=== Consigne ===
D'après l'article sur la Peugeot e-Legend, pourquoi Peugeot juge-t-il judicieux de remettre l'homme au premier plan avec ce concept-car ? Répondez en une à trois phrases.

Focus sur la Peugeot e-Legend, des puces et des hommes
Pour la plupart, les concept-cars délivrent un message. Ainsi, la Peugeot e-Legend n’a pas été dessinée pour ne rien dire. D’une part elle entend évoquer le patrimoine de la marque, d’autre part elle redonne une place prépondérante au geste et à l’esprit.
Avec son concept-car e-Legend, Peugeot a voulu replacer l’humain aux avant-postes. À l’heure où les aides à la conduite se multiplient, où la voiture autonome prend forme, dans cette époque inquiète qui tend à dégager le conducteur de ses responsabilités et à le priver du plaisir du pilotage, il est judicieux de remettre l’homme au premier plan. Et ce rôle débute loin en amont, au moment de la conception d’un nouveau produit. En suivant pendant plusieurs mois le processus créatif qui a abouti au concept-car e-Legend, grande vedette du stand Peugeot pendant le Mondial de l’Automobile 2018, on mesure le supplément d’émotion, de sensibilité et de savoir-faire prodigué par la main de l’homme.
À commencer par le thème d’inspiration qui a été choisi : la célébration du cinquantième anniversaire de la 504 à travers une évocation du coupé dessiné et produit par Pininfarina et lancé en mars 1969.
Comme tous les concept-cars de Peugeot, ce projet a fait l’objet d’une concertation entre Philippe-Emmanuel Jean, le responsable des concept-cars, Mathias Hossann, chargé du design des concept-cars, et Stéphane Strouven, l’homme du planning et du budget, la discussion étant arbitrée par Gilles Vidal le directeur du style de Peugeot au sein du groupe PSA.
À l’origine du concept-car e-Legend, il y a quelques coups de crayons décisifs esquissés par Nicolas Brissonneau, un pilier du studio de Peugeot. Diplômé de l’ENSAAMA (arts appliqués), Nicolas Brissonneau fut aussitôt engagé par Gérard Welter, alors patron du Centre Style Peugeot. Nous sommes en 1994 et il a tout juste vingt ans.
Nicolas Brissonneau n’a jamais quitté la marque dont il est aujourd’hui le directeur artistique pour le design extérieur.

=== Matériel fourni ===

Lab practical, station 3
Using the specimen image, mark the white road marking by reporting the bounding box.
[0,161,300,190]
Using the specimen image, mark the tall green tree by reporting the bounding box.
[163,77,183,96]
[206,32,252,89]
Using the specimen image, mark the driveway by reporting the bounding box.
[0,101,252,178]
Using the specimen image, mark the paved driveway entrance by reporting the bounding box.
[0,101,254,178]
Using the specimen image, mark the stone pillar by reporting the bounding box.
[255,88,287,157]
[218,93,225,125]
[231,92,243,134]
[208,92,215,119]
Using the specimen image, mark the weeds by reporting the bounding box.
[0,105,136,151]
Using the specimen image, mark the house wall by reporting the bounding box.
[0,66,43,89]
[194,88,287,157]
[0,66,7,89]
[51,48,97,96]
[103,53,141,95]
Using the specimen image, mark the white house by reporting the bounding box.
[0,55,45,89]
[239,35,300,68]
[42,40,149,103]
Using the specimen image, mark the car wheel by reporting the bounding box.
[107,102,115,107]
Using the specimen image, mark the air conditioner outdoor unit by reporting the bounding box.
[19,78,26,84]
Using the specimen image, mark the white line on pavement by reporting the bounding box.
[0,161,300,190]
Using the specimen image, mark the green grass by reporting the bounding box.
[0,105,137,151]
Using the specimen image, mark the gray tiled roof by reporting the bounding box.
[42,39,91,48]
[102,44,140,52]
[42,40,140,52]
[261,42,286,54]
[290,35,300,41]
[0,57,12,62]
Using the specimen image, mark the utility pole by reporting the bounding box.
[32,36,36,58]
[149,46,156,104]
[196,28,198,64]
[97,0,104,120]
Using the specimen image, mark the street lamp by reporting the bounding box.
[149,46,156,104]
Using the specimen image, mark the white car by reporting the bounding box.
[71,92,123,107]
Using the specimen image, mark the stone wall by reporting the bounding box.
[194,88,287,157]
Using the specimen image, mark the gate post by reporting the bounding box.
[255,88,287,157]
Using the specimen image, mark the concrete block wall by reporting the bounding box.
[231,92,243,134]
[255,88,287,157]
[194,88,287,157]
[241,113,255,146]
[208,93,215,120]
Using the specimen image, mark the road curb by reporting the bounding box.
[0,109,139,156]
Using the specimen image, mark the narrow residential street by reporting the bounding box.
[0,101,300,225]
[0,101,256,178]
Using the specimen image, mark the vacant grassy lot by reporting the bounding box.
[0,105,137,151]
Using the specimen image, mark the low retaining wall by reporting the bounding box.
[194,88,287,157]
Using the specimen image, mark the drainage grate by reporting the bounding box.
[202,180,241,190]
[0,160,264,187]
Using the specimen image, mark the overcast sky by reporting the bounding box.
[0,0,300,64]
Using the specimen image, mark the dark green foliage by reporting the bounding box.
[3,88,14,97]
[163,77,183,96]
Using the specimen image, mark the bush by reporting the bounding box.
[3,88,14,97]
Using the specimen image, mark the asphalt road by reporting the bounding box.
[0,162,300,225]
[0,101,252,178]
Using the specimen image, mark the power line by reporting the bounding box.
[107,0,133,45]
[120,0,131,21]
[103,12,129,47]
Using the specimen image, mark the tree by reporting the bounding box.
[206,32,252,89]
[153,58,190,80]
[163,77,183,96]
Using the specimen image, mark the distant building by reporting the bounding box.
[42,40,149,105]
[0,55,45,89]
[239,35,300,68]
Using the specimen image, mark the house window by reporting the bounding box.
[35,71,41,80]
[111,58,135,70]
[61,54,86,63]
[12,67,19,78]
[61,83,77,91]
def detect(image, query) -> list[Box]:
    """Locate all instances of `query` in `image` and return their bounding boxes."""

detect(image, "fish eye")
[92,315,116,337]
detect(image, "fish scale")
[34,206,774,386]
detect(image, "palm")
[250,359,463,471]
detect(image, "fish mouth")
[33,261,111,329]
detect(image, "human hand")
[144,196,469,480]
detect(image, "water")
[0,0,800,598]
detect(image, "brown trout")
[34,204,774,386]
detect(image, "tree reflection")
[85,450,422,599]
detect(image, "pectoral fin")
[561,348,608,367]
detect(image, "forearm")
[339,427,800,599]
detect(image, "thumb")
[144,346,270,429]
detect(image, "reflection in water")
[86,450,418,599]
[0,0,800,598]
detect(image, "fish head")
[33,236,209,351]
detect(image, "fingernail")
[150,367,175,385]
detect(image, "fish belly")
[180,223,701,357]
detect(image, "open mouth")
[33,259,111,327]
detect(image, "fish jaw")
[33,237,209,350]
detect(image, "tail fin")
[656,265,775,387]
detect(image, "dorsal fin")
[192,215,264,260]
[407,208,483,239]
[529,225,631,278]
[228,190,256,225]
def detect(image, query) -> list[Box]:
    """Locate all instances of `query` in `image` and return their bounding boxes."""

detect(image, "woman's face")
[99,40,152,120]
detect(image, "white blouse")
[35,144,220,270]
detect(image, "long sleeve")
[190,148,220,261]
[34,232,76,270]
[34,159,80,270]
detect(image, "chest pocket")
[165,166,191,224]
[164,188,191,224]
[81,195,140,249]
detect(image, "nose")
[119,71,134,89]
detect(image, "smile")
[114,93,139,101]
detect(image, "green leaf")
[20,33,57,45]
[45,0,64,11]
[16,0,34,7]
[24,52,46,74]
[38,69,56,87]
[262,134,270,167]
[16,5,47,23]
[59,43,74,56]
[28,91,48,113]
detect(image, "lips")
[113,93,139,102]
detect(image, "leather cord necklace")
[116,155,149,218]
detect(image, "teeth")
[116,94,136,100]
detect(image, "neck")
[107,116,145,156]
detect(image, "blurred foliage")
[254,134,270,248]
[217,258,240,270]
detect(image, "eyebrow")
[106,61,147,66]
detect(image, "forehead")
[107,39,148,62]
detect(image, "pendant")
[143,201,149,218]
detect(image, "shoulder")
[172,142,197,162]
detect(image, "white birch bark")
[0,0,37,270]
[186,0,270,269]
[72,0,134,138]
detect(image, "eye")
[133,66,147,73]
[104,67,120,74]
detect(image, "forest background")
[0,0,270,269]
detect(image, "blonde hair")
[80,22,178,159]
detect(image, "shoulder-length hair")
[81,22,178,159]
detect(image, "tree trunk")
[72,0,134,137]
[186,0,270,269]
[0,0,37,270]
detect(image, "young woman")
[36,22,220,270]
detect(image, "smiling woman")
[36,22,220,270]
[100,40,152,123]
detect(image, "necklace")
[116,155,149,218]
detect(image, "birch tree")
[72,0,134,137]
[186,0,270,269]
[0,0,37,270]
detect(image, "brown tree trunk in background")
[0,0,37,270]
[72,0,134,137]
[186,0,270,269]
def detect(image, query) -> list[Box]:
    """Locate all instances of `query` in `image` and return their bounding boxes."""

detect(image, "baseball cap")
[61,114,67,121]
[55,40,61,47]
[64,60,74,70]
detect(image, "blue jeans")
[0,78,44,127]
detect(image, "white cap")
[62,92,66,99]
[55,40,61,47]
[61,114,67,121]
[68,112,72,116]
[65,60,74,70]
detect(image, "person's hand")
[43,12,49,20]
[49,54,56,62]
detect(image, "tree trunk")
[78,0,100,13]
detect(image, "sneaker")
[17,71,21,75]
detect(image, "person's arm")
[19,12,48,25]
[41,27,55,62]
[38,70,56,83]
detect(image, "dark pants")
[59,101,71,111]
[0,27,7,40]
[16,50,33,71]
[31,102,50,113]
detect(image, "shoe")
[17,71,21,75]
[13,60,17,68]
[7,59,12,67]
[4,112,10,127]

=== Réponse ===
Les aides à la conduite se multiplient et la voiture autonome prend forme, dans une époque qui tend à dégager le conducteur de ses responsabilités et à le priver du plaisir du pilotage. Face à cette évolution, Peugeot a voulu replacer l'humain aux avant-postes, un rôle qui débute dès la conception d'un nouveau produit.